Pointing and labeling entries
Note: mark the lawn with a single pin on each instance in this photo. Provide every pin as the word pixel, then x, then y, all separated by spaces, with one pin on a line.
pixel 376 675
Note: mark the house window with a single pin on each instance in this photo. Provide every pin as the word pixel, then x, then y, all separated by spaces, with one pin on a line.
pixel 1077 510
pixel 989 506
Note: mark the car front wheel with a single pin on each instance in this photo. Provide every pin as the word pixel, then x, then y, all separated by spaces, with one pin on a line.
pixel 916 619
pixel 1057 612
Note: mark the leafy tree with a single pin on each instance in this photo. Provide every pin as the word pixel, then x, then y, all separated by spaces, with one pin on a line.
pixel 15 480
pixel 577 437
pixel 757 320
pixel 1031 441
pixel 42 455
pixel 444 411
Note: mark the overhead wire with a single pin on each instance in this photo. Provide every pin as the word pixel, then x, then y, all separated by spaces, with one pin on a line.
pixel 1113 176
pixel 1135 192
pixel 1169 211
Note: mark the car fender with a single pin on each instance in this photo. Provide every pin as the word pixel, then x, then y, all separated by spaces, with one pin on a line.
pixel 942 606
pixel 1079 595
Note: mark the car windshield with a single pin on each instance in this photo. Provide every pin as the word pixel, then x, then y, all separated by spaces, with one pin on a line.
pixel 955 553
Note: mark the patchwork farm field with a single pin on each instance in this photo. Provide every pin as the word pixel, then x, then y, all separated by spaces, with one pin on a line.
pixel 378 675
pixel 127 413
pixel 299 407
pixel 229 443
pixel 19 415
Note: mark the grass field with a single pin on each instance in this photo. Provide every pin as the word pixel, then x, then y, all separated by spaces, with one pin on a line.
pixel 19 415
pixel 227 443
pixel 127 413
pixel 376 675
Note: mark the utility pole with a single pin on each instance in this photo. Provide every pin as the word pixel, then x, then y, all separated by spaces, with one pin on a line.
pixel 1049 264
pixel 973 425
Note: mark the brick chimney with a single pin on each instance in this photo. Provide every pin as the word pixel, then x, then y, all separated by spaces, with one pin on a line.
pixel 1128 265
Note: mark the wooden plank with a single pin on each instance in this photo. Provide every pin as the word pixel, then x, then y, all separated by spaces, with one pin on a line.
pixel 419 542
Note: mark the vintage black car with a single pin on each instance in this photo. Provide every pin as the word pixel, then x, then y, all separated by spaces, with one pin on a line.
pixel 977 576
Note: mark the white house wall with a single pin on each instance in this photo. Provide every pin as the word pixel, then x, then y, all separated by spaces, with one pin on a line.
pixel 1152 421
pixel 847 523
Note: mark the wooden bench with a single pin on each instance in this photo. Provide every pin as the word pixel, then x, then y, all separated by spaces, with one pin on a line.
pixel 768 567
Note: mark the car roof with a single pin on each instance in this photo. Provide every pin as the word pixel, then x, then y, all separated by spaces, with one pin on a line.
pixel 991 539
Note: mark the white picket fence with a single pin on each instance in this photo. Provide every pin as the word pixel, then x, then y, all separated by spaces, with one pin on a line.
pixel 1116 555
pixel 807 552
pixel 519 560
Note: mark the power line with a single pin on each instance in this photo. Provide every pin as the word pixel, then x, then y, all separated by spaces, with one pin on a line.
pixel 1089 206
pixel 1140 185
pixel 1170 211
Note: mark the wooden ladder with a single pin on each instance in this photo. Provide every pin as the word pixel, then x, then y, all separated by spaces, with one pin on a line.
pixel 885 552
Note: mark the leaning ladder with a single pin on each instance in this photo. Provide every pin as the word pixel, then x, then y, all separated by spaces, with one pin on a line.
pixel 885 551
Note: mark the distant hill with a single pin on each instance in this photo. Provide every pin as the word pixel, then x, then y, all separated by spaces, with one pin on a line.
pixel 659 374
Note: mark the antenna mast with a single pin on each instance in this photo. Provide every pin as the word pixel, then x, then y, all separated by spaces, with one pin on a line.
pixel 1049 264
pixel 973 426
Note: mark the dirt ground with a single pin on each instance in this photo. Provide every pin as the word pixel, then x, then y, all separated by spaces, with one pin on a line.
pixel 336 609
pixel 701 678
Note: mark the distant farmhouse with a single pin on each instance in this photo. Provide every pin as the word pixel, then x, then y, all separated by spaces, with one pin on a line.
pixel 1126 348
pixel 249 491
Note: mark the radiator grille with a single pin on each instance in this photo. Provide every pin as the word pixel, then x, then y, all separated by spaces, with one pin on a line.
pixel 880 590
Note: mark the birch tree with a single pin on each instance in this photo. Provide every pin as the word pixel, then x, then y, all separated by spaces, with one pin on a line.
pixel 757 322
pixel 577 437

Task details:
Can you reproduce the stretch from the line containing "Note: mark the car windshield" through the line containing "pixel 955 553", both included, with the request lines kept as they are and every pixel coordinate scaled by 2.1 and rounded to a whole number, halves going up?

Exercise result:
Note: mark the car windshield with a single pin on each instance in this photo. Provide every pin as the word pixel, then x, then y, all separated by spaces, with one pin on a line.
pixel 2006 1161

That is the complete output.